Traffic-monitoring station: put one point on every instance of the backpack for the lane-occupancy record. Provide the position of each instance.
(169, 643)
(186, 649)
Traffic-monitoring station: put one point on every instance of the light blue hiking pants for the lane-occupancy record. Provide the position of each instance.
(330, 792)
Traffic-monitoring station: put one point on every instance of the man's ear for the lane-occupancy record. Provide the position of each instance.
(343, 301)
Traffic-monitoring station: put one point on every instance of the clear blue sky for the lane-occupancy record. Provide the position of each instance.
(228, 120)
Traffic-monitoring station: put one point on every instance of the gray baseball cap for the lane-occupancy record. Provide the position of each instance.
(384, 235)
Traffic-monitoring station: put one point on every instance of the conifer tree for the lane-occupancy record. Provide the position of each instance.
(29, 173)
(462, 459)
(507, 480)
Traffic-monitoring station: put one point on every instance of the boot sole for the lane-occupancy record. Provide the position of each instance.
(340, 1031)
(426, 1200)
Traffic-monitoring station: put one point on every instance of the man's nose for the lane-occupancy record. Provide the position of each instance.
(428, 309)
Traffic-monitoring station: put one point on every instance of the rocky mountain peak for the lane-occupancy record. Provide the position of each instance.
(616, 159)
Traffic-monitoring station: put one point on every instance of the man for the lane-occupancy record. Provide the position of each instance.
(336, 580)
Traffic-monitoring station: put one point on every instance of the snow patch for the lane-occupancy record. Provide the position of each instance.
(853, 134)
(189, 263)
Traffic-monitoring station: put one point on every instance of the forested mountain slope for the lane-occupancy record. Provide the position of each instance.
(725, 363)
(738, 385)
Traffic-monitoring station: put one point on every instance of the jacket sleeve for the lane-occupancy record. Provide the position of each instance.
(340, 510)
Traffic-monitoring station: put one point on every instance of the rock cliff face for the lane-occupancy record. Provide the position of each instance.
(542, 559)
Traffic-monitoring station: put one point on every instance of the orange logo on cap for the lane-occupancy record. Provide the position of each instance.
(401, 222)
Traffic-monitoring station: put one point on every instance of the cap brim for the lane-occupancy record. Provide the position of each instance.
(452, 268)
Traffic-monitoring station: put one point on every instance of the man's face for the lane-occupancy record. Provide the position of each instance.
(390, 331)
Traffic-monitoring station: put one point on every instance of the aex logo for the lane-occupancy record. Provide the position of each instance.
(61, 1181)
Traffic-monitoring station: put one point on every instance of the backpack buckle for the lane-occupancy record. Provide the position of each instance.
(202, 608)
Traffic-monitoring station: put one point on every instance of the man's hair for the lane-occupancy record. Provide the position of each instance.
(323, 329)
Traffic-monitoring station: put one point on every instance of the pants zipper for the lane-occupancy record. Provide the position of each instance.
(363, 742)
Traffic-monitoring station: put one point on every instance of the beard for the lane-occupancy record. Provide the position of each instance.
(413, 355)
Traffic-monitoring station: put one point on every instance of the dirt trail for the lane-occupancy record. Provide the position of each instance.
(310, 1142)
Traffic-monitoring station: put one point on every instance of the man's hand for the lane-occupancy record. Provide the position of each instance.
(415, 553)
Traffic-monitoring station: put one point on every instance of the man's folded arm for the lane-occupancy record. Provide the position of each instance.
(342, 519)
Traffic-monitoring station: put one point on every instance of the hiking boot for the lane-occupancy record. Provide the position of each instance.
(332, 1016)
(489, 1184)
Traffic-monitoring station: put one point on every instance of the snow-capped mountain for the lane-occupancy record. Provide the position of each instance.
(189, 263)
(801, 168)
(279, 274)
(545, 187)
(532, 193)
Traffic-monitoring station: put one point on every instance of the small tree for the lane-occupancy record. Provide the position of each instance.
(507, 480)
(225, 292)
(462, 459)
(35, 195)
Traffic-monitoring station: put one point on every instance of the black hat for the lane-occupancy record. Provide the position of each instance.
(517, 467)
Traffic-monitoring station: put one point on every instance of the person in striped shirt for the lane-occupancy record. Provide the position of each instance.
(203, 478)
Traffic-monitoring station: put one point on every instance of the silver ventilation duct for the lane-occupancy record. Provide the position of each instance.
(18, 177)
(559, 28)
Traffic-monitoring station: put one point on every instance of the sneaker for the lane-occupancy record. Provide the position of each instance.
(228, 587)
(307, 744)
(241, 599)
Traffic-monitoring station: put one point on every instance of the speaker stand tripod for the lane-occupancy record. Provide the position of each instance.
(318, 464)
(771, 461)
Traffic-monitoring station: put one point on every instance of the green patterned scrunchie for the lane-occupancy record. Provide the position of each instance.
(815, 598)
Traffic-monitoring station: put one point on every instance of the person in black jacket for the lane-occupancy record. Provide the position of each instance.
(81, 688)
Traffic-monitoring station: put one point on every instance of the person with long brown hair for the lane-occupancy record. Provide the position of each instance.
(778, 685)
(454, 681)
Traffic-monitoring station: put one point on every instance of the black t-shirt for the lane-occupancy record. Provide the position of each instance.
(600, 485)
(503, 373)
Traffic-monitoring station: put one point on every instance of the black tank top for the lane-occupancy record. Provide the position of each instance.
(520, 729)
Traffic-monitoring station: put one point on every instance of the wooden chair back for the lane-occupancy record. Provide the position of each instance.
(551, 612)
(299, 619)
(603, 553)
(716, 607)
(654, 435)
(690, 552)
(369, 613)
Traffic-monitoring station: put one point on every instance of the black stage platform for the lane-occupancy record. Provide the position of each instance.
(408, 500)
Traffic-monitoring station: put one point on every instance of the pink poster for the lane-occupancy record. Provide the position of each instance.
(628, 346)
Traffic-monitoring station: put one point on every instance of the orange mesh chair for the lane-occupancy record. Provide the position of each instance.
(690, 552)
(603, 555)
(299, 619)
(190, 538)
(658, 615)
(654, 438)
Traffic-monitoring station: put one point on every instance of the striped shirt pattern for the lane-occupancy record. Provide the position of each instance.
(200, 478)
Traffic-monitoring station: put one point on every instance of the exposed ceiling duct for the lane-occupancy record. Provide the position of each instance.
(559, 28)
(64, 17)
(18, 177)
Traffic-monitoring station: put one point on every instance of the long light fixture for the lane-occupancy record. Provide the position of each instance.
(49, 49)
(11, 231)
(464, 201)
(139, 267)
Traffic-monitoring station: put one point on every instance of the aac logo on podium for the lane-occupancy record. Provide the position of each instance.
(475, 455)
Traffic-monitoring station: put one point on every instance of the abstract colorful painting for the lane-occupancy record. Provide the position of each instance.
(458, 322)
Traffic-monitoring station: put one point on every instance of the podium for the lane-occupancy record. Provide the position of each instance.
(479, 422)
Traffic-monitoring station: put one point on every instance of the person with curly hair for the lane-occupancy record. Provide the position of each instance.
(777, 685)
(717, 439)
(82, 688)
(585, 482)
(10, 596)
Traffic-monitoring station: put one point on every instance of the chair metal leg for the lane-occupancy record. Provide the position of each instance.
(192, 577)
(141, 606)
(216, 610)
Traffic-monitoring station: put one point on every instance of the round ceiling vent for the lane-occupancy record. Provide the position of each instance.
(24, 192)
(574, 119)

> [Description of the task] Take the listing above and set it down exactly.

> [Result for this task]
Traffic-monitoring station: put one point on every instance of the backpack for the lane-occupancy record. Provide the position of each instance.
(169, 643)
(186, 649)
Traffic-monitoring station: put one point on every instance of the light blue hiking pants for the lane-occupancy record. Provide the position of each instance.
(330, 792)
Traffic-monitoring station: put one point on every instance of the man's ear for the lane-occupancy record. Provide the position of each instance.
(343, 301)
Traffic-monitoring station: put one point on every instance of the clear blue sky for the lane-occupancy record. Provide the position of each instance.
(228, 120)
Traffic-monitoring station: put one point on every instance of the gray baseball cap for the lane-occupancy record. Provide the position of each instance.
(384, 235)
Traffic-monitoring station: put one point on every instance of the conifer tree for the lane-occupancy record. Provide the position of each instance.
(29, 173)
(462, 459)
(507, 480)
Traffic-monitoring station: put one point on every instance of the boot sole for the lane-occupancy record. Provide the position of each instance.
(340, 1031)
(426, 1200)
Traffic-monitoring station: put one point on every instance of the man's nose for the lane-occupancy record. Provide the position of each instance.
(428, 309)
Traffic-monitoring station: put one point on every instance of the rocky mountain peak for the lane-occupancy record. Provide the position of each instance.
(616, 159)
Traffic-monitoring station: put one point on every instance of the man for the lane-occupancy record. Provide the position of each instance.
(336, 580)
Traffic-monitoring station: put one point on every instance of the snow patch for the lane-occupancy record. Provide the position of each instance.
(853, 134)
(189, 263)
Traffic-monitoring station: put one point on every instance of the forested mountain slope for the lane-occupancy record. Provide the position of each instance.
(725, 363)
(738, 385)
Traffic-monitoring station: put one point on every instance of the jacket sleeve for the lane-occupancy record. Provide the position of each instance.
(340, 510)
Traffic-monitoring station: put one point on every instance of the rock cliff face for the lane-occupancy record. Provide the position of each instance.
(542, 559)
Traffic-monitoring station: put one point on every instance of the orange logo on cap for the lane-occupancy record. Provide the position of each instance.
(401, 222)
Traffic-monitoring station: put one point on every instance of the cap brim for the lane-occupancy record. Provide the position of each instance.
(452, 268)
Traffic-monitoring station: put one point on every instance of the man's face for the lane-occupancy record. Provide the position of each instance.
(390, 331)
Traffic-monitoring station: put one point on every instance of the aex logo for the lane-occupancy record. Provide the position of each instance.
(61, 1181)
Traffic-monitoring station: put one point on every instance of the backpack buckle for the lane-occupancy record. Provide the position of each instance.
(202, 608)
Traffic-monitoring station: put one point on every instance of the man's hair for the lane-occupancy record. Provide the position of each instance.
(323, 329)
Traffic-monitoring station: put one point on every instance of the pants zipper for the lane-occupancy record. Provide the position of each instance.
(363, 742)
Traffic-monitoring station: put one point on every instance of the beard for the lane-occupancy record. Provide the position of each instance.
(413, 355)
Traffic-monitoring station: put one point on every instance of the dirt trail for the lane-occupancy record. Provide the position of each instance.
(310, 1142)
Traffic-monitoring station: put one point on every instance of the man's hand for the lane-occupancy record. Provide the position of each instance.
(415, 553)
Traffic-monitoring station: put one point on every instance of the man's folded arm for the lane-occupancy record. Provide the position of each instance.
(342, 519)
Traffic-monitoring station: put one point on every instance of the hiking boot for the lane-occupancy record. Provide the position of each instance.
(332, 1016)
(489, 1184)
Traffic-monitoring station: put one point on every instance of the snow-capped mountain for the lane-occupancy record. Provide the position of each instance.
(189, 263)
(801, 168)
(279, 274)
(545, 187)
(532, 193)
Traffic-monitoring station: put one point on every instance of the small tree for the lane-occupancy record. Provide the position of each instance.
(507, 480)
(225, 292)
(462, 459)
(35, 195)
Traffic-monitoring station: put one point on every instance of the black hat for the lane-occupancy record. Provide the position of each instance.
(517, 467)
Traffic-monitoring station: put one point on every instance of the person in striped shirt for the lane-occupancy record. Provide the position of each instance.
(203, 478)
Traffic-monitoring station: put one point on every instance of the silver ventilation duct for the lane-occupancy record. Provide the position of each instance.
(18, 177)
(559, 28)
Traffic-monitoring station: put one point on every instance of the sneaker for the lane-occupancy record. Provide the position of each instance.
(228, 587)
(307, 744)
(241, 599)
Traffic-monitoring station: put one point on every instance of the speaker stand tripod for the lane-occupancy record. Provide the position of each instance.
(318, 464)
(771, 461)
Traffic-monitoring station: put one point on every instance of the green patterned scrunchie for the lane-occupancy record. Provide the position of each instance.
(815, 598)
Traffic-monitoring station: put one point on every instance of the person in black jacket for the lane-occupancy record. Provide the position of each instance.
(81, 688)
Traffic-monitoring station: put one point on every instance of the person with long brown hair for the lane-occupancy record. Provide the position of each instance.
(778, 685)
(454, 681)
Traffic-monitoring station: put one point on every instance of the black t-shirt for the lane-occupancy record. Provide the position of each instance.
(600, 485)
(503, 373)
Traffic-monitoring station: put one point on every instance of the black tank top for the lane-occupancy record. Provide the position of each instance.
(520, 729)
Traffic-monitoring station: put one point on every instance of the wooden chair back for the lane-occupancy record. Provide the position of each instance.
(551, 612)
(299, 619)
(603, 553)
(716, 607)
(654, 435)
(690, 552)
(369, 613)
Traffic-monitoring station: put one point on every instance of the black stage platform for the lane-occupancy record. Provide the position of each instance.
(408, 500)
Traffic-monitoring station: put one point on every instance of the pink poster for the lane-occupancy record. Provide the position of each instance.
(628, 346)
Traffic-monitoring station: put one point on every instance of the orange mesh chair for the lane-occupancy record. Provide the position of each instance.
(690, 552)
(603, 555)
(299, 619)
(190, 538)
(658, 615)
(654, 438)
Traffic-monitoring station: put one point on every instance of the striped shirt pattern for the lane-occupancy record. Provide the position of each instance.
(200, 478)
Traffic-monitoring station: put one point on every instance of the exposed ceiling duct for the lane-occupancy record. Provide the position of each instance.
(559, 28)
(64, 17)
(18, 177)
Traffic-monitoring station: put one point on every instance of the long light fixture for the lane-occupancy record. Provide the position of each instance.
(49, 49)
(11, 231)
(464, 201)
(139, 267)
Traffic-monitoring station: put one point on every instance of the aac logo on podium for the lane-occupancy record. Provide the position of each instance.
(475, 455)
Traffic-monitoring station: put one point on every instance of the abstract colorful painting for the lane-occupancy record. Provide the position of each instance.
(458, 322)
Traffic-monitoring station: put one point on every instance of the podium for the lane-occupancy record. Provide the position of each instance.
(479, 422)
Traffic-monitoring station: put one point on every instance of the person with curly hair for the lane-occupancy record. Provide the position of each instance.
(777, 685)
(717, 439)
(82, 688)
(585, 482)
(10, 596)
Traffic-monitoring station: put one point on every instance of the chair metal leg for the lane-occupancy record. Provide the position of each instance.
(192, 577)
(141, 606)
(216, 610)
Traffic-monitoring station: put one point on every instance of the round ceiling vent for the lane-occupancy record. Provide the position of each instance.
(24, 192)
(574, 119)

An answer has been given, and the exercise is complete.